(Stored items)

****************

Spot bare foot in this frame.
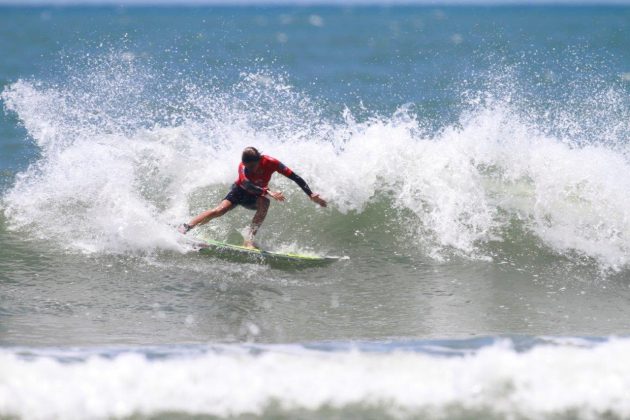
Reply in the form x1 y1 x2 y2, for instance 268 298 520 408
243 240 257 249
177 223 192 234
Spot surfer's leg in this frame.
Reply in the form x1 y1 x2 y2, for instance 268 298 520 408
188 199 234 228
244 196 270 248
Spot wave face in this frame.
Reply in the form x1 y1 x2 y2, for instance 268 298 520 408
2 337 630 419
2 52 630 270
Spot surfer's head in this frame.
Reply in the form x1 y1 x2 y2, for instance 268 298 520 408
242 147 261 170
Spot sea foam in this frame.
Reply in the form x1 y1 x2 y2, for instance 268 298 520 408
2 338 630 419
2 55 630 269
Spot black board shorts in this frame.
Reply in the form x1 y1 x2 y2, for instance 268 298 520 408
224 183 259 210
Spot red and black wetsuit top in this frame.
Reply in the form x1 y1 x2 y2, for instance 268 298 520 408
235 155 313 197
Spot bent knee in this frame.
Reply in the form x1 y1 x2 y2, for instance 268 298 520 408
214 204 232 216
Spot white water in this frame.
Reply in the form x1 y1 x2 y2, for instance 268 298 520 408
2 339 630 419
3 65 630 268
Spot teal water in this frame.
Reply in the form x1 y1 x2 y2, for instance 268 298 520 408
2 5 630 419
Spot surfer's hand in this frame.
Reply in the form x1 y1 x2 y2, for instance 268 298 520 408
310 193 327 207
267 190 285 201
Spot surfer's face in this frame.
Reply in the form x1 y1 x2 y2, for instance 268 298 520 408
244 160 260 172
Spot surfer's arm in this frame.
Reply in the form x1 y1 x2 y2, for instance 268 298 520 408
286 172 313 196
239 180 285 201
240 179 267 195
274 161 313 196
237 165 285 201
283 170 327 207
238 164 268 195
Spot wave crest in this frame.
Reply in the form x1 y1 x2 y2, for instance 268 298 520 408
2 55 630 269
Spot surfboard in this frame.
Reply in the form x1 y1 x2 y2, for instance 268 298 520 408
194 238 343 265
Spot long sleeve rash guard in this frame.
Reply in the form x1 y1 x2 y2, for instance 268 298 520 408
235 155 313 197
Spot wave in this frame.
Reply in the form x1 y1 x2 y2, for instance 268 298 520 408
1 337 630 419
2 52 630 269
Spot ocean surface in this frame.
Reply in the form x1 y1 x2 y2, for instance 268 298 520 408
2 4 630 419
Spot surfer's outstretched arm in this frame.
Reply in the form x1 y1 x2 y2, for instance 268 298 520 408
285 172 327 207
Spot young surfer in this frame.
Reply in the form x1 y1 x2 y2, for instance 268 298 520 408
178 147 327 248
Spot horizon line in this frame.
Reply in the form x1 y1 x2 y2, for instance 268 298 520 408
2 0 630 6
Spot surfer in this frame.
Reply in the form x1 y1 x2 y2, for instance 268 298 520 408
178 147 327 248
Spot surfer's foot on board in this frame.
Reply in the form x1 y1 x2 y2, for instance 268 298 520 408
243 240 259 249
177 223 192 234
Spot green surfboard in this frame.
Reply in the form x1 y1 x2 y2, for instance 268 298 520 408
196 238 343 266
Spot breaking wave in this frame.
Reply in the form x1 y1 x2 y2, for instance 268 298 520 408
2 52 630 270
2 337 630 419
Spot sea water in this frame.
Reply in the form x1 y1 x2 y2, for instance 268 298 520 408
2 5 630 419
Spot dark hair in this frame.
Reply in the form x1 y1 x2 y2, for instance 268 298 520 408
242 147 261 163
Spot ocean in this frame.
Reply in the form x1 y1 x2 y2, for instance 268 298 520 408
2 4 630 419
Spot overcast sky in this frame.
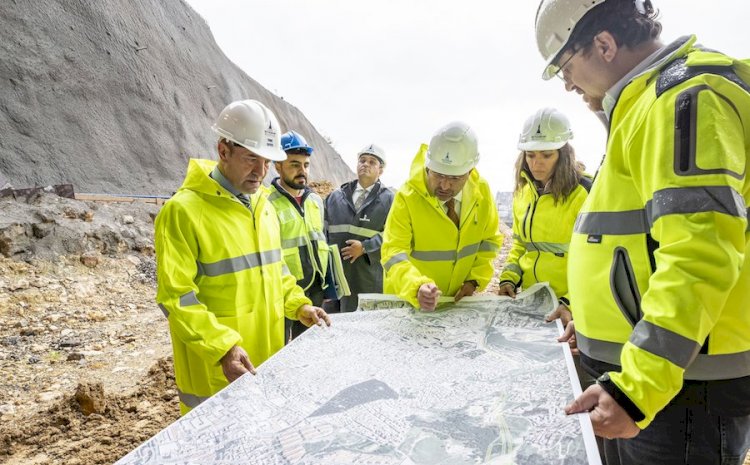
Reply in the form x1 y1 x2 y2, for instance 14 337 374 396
184 0 747 193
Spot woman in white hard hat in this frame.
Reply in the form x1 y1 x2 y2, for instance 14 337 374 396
497 107 591 325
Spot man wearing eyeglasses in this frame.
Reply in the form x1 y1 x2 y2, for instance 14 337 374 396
535 0 750 463
324 144 394 313
381 122 502 312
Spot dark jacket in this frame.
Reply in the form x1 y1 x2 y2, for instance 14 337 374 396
325 179 394 312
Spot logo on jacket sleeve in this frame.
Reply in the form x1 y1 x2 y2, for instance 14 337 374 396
587 234 602 244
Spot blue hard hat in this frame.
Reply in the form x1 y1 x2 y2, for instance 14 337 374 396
280 130 313 155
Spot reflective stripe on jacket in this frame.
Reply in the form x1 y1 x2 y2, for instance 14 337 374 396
500 171 589 306
155 159 311 414
268 180 330 291
568 36 750 428
325 179 395 312
381 144 503 307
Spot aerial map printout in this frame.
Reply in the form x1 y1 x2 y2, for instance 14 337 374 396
117 284 600 465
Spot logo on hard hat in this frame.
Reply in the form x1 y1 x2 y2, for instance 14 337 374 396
264 125 276 147
442 152 453 165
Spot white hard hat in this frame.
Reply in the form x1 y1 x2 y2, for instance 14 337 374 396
535 0 607 80
211 99 286 162
426 122 479 176
517 107 573 151
357 143 386 164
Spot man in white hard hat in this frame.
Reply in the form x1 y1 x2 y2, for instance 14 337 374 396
154 100 330 414
325 144 395 313
535 0 750 463
381 122 502 311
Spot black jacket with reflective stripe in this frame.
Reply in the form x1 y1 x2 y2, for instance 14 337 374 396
325 179 394 312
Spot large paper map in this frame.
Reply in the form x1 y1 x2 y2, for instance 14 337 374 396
116 284 600 464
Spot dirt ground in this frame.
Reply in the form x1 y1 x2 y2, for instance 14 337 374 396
0 255 177 465
0 193 178 464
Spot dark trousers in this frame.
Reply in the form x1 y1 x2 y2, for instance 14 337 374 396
599 402 750 465
322 299 342 315
284 280 325 343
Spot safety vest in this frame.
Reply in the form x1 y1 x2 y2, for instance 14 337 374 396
568 36 750 428
268 180 330 291
381 144 503 307
155 159 311 414
499 171 590 305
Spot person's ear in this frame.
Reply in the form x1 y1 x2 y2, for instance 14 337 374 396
274 161 283 172
593 31 618 63
217 141 231 161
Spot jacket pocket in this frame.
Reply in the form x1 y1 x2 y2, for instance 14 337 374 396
273 296 285 322
610 247 642 327
282 247 304 281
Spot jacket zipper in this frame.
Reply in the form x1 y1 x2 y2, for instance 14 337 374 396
528 196 541 282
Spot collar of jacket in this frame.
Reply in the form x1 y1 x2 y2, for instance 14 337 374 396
604 35 695 121
343 178 381 198
179 158 270 200
519 170 545 200
270 177 312 215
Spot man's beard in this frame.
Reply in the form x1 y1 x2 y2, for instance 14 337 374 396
285 175 307 190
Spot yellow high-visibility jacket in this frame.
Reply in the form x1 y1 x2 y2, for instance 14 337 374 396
268 180 330 291
568 36 750 428
381 145 503 307
155 159 310 414
499 171 590 306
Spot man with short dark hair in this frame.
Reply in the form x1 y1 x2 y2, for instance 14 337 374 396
535 1 750 463
325 144 394 313
269 130 333 340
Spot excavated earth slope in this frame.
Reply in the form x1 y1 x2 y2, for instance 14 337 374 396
0 0 353 194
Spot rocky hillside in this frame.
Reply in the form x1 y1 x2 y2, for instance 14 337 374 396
0 0 353 195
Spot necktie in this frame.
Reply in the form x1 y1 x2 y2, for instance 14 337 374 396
237 194 252 210
446 198 460 228
354 189 368 211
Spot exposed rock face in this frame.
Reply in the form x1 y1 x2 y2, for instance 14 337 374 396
0 0 353 194
0 193 157 261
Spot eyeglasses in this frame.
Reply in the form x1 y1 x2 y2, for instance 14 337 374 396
427 169 468 183
552 48 581 81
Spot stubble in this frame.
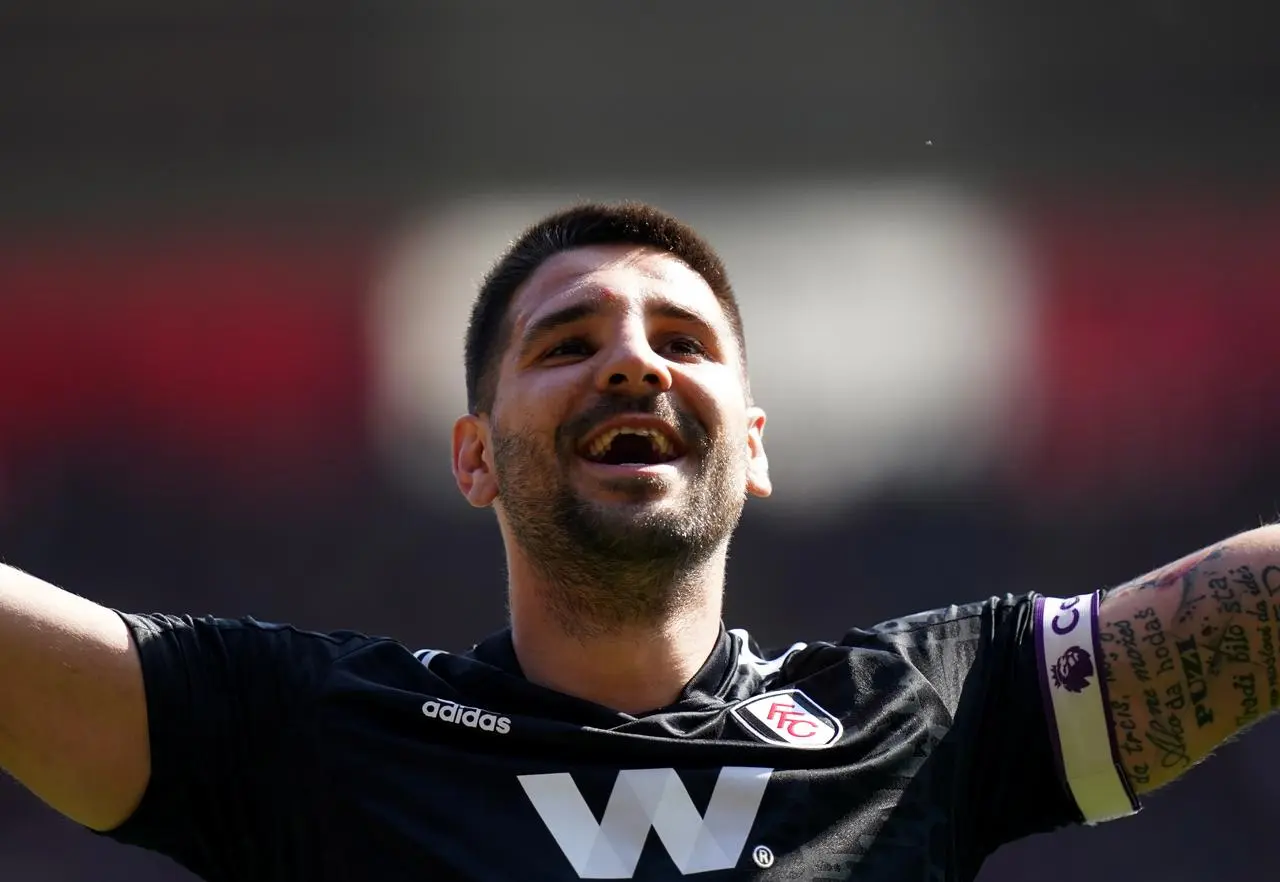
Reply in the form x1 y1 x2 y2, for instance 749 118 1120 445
491 396 745 639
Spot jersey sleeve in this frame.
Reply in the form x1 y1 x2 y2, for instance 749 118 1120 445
856 592 1139 857
96 612 368 881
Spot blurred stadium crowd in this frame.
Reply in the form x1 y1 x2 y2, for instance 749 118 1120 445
2 4 1279 880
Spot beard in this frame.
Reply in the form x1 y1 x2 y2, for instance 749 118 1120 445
491 394 746 639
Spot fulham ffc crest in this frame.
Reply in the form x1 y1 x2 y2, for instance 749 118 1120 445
730 689 843 749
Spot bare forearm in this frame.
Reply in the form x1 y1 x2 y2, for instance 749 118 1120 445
0 562 149 829
1098 525 1280 792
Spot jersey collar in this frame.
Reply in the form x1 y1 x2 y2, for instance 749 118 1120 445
465 623 736 711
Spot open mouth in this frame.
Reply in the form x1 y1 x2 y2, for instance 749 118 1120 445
578 423 686 467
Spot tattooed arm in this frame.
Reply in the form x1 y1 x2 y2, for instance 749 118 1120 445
1098 525 1280 793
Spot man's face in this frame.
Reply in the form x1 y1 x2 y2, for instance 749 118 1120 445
453 245 769 611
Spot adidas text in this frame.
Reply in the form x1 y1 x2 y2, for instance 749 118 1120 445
421 698 511 734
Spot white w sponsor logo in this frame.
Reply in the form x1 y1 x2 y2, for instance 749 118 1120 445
518 766 772 878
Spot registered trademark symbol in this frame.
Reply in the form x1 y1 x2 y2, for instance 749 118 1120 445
752 845 774 868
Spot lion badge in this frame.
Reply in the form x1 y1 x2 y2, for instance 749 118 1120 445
1051 646 1095 693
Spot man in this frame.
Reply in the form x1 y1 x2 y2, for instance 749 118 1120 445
0 202 1274 881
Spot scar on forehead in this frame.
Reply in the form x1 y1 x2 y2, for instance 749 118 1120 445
610 249 692 278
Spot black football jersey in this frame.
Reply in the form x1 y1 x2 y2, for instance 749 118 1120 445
98 592 1138 881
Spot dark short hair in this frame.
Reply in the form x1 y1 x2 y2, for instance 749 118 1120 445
464 201 747 413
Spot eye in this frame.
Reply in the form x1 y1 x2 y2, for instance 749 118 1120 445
662 336 709 358
543 337 592 360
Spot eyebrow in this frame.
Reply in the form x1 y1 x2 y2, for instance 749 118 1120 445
517 297 716 358
518 303 598 357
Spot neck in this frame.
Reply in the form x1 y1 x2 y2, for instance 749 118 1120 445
506 549 727 714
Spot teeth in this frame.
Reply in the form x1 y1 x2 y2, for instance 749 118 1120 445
586 426 675 460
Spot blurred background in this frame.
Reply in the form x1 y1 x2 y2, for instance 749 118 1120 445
2 2 1280 879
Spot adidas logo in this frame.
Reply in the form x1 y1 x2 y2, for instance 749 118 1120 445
421 698 511 734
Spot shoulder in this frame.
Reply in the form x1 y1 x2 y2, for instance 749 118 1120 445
121 611 416 691
838 594 1041 664
732 594 1045 708
865 593 1032 635
123 611 391 654
735 595 1035 667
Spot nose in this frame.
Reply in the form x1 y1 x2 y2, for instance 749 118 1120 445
595 324 673 396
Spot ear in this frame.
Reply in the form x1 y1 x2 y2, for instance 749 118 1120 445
452 414 499 508
744 406 771 498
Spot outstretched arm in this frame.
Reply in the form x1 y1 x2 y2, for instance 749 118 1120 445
0 563 150 830
1098 524 1280 793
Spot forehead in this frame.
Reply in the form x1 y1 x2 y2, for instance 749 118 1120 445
507 245 726 331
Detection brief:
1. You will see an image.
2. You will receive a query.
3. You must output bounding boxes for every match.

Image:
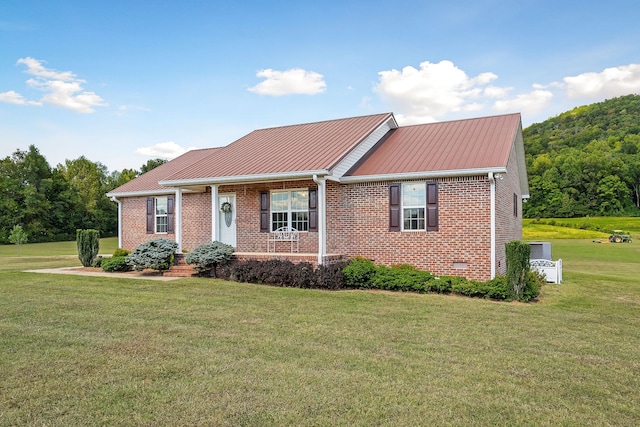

****************

## Work instructions
State the number of lines above that include the word "hard", and write nothing besides that number.

## Exercise result
5